▶ Text for analysis
Automated quality control software will also be instrumental in detecting planning errors and facilitating more effective plan review. Peng et al.11 have described the use of a commercial monitor unit verification tool for online ART QA. Yang and Moore12 have described a more comprehensive tool for automated verification of plan integrity, which includes specific error detection for contours (empty, incomplete, etc.), beams (inconsistencies in isocenter, type, etc.), dose calculation parameters, IMRT optimization, and other plan components. The authors found that implementation of their tool led to a decrease in plan-related failures in the clinic, and it is now standard use in their clinical practice. This type of comprehensive automated analysis is ideal for rapid error detection of adaptive plans.
Plan review failures (i.e., approval of poor plans) can be partially mitigated by the quality control software just described, however, those tools are designed to specifically address technical planning errors. Decision support software enabling easily interpreted automated comparisons between planning goals and achieved goals should be commonplace on ART planning software. A more sophisticated solution is to incorporate an automated check against a database of quality-rated plans. This approach for plan evaluation has been explored using various methodologies, including machine learning13 and pareto-front type modeling.14 Moore et al.14 demonstrated that the clinical implementation of such a feedback system during planning of head and neck and prostate cases could improve tissue sparing and planning efficiency. This approach could expedite and stabilize the plan review process by establishing a robust baseline for achievable dosimetric goals specific to the site, planning, technique, patient geometry, and other parameters.
Alternatives to the traditional patient-specific phantom-based IMRT QA process (which was assumed to be absent) for detection of treatment parameter interpretation/setup failures should be considered. Software- or user-based plan data interpretation errors affecting the accurate delivery of the intended plan could be detected with independent software. The ongoing development of the QAPV (Quality Assurance with Plan Veto) profiler by the IHE-RO group (Integrating the Healthcare Enterprise-Radiation Oncology)15 would ideally support such a solution. The QAPV framework is designed to compare treatment plan parameters read by the delivery system with plan parameters indicated by the planning system in order to identify discrepancies. In the absence of a secondary verification check, additional measures would need to be taken to verify that treatment parameters are correctly uploaded by the treatment machine. One approach is to perform a “simulated” treatment before delivery, which would entail running the treatment machine through planned gantry angles and multileaf collimator (MLC) patterns without activating the radiation beam. Comparison of machine delivery log files to planned patterns could reveal failures—a practice that has been shown to be both feasible and effective for postdelivery verification.16 This approach is also much less resource intensive than physical measurement-based QA. Retrospective post-treatment QA (simulated or physical phantom-based) could be adequate for delivery systems that demonstrate time-tested stability. It is important to note, however, that these methods (patient-specific IMRT QA included) do not detect clinical planning errors such as suboptimal or poor dosimetry, which collectively yielded higher RPN values than treatment parameter setup errors for both standard IMRT and ART.

▶ Data extracts
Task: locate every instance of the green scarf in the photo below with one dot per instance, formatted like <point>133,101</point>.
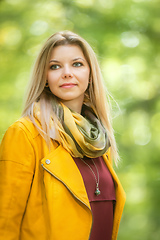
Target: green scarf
<point>81,135</point>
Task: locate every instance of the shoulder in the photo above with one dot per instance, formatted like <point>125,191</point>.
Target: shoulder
<point>25,125</point>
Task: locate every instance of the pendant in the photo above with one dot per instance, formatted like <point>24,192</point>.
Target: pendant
<point>97,192</point>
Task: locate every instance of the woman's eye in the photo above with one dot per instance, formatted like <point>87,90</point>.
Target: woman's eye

▶ Questions
A. Answer these questions from the passage above on quality assurance for adaptive radiotherapy:
(i) What did implementing Yang and Moore's verification tool lead to in their clinic?
(ii) For which two types of cases did Moore et al. implement the planning feedback system?
(iii) What does the abbreviation QAPV stand for?
B. Rewrite everything in the passage on quality assurance for adaptive radiotherapy from "Automated quality control" down to "of adaptive plans.", replacing "contours" with "structures".
C. List every plan component that the passage on quality assurance for adaptive radiotherapy names specifically as covered by error detection in Yang and Moore's tool.

▶ Per-task outputs
A.
(i) A decrease in plan-related failures.
(ii) Head and neck cases and prostate cases.
(iii) Quality Assurance with Plan Veto.

B.
Automated quality control software will also be instrumental in detecting planning errors and facilitating more effective plan review. Peng et al.11 have described the use of a commercial monitor unit verification tool for online ART QA. Yang and Moore12 have described a more comprehensive tool for automated verification of plan integrity, which includes specific error detection for structures (empty, incomplete, etc.), beams (inconsistencies in isocenter, type, etc.), dose calculation parameters, IMRT optimization, and other plan components. The authors found that implementation of their tool led to a decrease in plan-related failures in the clinic, and it is now standard use in their clinical practice. This type of comprehensive automated analysis is ideal for rapid error detection of adaptive plans.

C. Contours; beams; dose calculation parameters; IMRT optimization.